What the exercise asks → Write out the entries exactly, pictures excluded.

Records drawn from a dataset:

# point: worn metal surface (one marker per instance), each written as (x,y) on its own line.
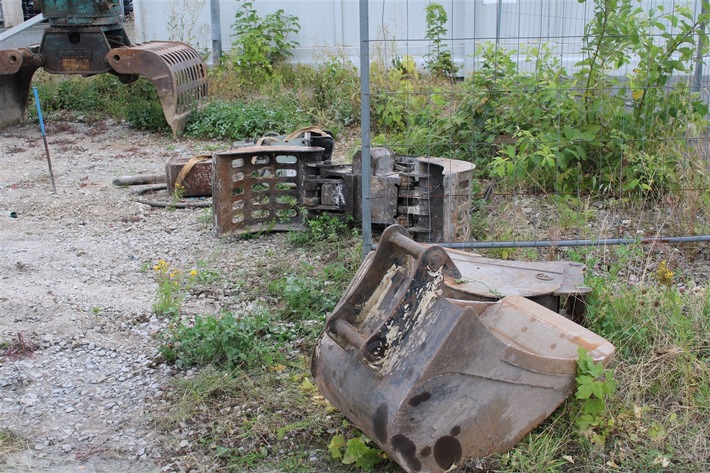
(86,37)
(258,188)
(17,66)
(435,381)
(547,283)
(81,12)
(197,183)
(175,69)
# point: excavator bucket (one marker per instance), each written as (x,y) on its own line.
(175,69)
(435,380)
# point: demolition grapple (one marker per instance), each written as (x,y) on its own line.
(87,37)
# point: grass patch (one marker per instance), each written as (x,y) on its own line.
(9,444)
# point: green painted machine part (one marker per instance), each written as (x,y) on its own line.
(86,37)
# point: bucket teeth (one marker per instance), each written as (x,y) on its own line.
(435,381)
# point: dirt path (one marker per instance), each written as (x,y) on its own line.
(78,380)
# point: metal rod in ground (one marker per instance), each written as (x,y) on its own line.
(561,243)
(44,138)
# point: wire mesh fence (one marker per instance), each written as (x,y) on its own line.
(585,121)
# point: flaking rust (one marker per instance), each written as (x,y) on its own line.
(435,380)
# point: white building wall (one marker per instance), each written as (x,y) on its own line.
(12,12)
(329,26)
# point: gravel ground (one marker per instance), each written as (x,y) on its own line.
(79,380)
(78,377)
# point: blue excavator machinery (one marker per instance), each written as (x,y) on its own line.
(87,37)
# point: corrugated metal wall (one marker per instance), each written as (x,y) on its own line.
(333,25)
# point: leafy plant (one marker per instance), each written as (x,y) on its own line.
(439,59)
(242,120)
(355,451)
(594,384)
(171,289)
(245,341)
(262,42)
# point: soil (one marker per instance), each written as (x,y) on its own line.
(78,377)
(79,380)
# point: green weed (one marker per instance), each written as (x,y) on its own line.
(244,341)
(246,119)
(261,42)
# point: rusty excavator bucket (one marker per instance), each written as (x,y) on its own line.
(86,37)
(434,376)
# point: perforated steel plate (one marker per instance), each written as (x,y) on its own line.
(261,188)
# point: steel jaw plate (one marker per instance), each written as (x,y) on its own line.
(261,188)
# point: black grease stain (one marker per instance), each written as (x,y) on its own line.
(419,398)
(447,451)
(379,423)
(408,450)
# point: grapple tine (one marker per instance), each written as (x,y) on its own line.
(17,66)
(177,71)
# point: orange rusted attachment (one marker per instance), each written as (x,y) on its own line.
(176,69)
(17,66)
(435,380)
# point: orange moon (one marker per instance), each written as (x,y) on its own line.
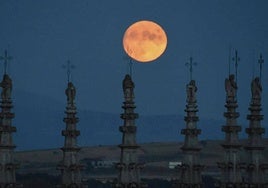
(144,41)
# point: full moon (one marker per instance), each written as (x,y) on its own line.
(144,41)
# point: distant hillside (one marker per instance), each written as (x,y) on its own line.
(39,123)
(156,156)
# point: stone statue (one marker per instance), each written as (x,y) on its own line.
(230,88)
(70,93)
(191,91)
(128,87)
(6,84)
(256,89)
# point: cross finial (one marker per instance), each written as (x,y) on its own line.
(68,66)
(260,61)
(130,66)
(6,58)
(236,59)
(191,64)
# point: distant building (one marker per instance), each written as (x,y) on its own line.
(103,164)
(173,164)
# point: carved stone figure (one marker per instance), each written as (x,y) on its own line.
(230,88)
(191,91)
(70,93)
(128,87)
(256,89)
(6,84)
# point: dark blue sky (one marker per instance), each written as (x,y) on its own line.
(42,35)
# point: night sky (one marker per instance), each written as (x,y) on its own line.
(42,35)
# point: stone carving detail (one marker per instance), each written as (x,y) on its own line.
(6,84)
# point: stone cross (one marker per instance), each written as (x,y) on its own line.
(236,59)
(68,66)
(261,61)
(190,64)
(6,58)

Output →
# point: worn metal surface (one marker per instance), each written as (x,y) on its own line.
(86,37)
(258,188)
(17,66)
(435,381)
(547,283)
(81,12)
(197,183)
(175,69)
# point: excavator bucket (one marker per instance), each written as (x,y) on its own line.
(175,69)
(435,380)
# point: demolition grapple (one marker per instance), each written as (x,y) on its own line.
(87,37)
# point: grass patch (one marker per instance), each written as (x,y) on its own line.
(9,444)
# point: green painted machine part (one marker per instance), each written as (x,y) on its own line.
(86,37)
# point: bucket teeth (one marker per instance), each written as (x,y) on its own line.
(435,381)
# point: dirt path (one marker per instance), each written as (x,y) on its own line.
(78,380)
# point: metal rod in ground (one marker per instance), each written as (x,y) on its own line.
(561,243)
(44,138)
# point: wire mesh fence (one marker per instance), each written as (x,y) on its own line.
(585,121)
# point: flaking rust (one marker per instance), each written as (x,y) on its own line.
(435,380)
# point: white building wall (one marker per instance), each written as (x,y) on its own line.
(12,12)
(329,26)
# point: gravel ground (one marker per instance), each written as (x,y) on its own line.
(79,380)
(78,377)
# point: blue excavator machinery (one marker per instance), each written as (x,y) on its own line.
(87,37)
# point: corrugated metal wall (one marker per instance), each written as (x,y) on its own line.
(333,25)
# point: leafy plant (one marker per instance), each written as (x,y) on its own line.
(439,59)
(242,120)
(355,451)
(594,384)
(171,289)
(245,341)
(262,42)
# point: soil (one marker per instance), each written as (x,y) on its own line.
(78,377)
(79,380)
# point: green weed (one marker per instance), each written as (x,y) on its own line.
(244,341)
(246,119)
(261,42)
# point: rusty excavator bucket (one marker per instance), each written as (x,y) on its own line.
(86,37)
(434,376)
# point: perforated steel plate (one marker per instance), each written as (x,y) on its own line.
(261,188)
# point: steel jaw plate (one marker per instance), each written as (x,y) on its own line.
(261,188)
# point: black grease stain (one marker per instance), each written as (x,y) on its own line.
(419,398)
(447,451)
(379,423)
(408,450)
# point: grapple tine (one marker per instance), each written as (x,y) on its own line.
(17,66)
(177,71)
# point: orange rusted attachment (one marker per instance), each written as (x,y) on its own line.
(176,69)
(17,66)
(435,380)
# point: orange moon (one marker per instance), each written as (x,y) on its own line.
(144,41)
# point: full moon (one marker per instance), each written as (x,y) on its own line.
(144,41)
# point: distant hillside (one marker per instance), each written as (x,y) on its own line.
(39,123)
(156,156)
# point: stone statue (one marker per instance), each written as (x,y) on its own line.
(230,88)
(70,93)
(191,91)
(128,87)
(6,84)
(256,89)
# point: cross finial (one marker per instance), each written as (x,y) on its own line.
(68,66)
(260,61)
(130,66)
(6,58)
(236,59)
(191,64)
# point: distant building (one marker per instance), each written as (x,y) on its own line.
(103,164)
(173,164)
# point: carved stone figure (one marker per instance), each written as (x,y) on its own line.
(230,88)
(191,91)
(70,93)
(128,87)
(256,89)
(6,84)
# point: dark blue sky (one marker per instance), each written as (x,y) on its own line.
(42,35)
# point: night sky (one marker per instance), each written as (x,y) on its own line.
(42,35)
# point: stone carving detail (one marker per instance), each written as (x,y) on its own line.
(6,84)
# point: stone cross (one marker per instance), each written as (x,y) on its own line.
(236,59)
(68,66)
(261,61)
(190,64)
(6,58)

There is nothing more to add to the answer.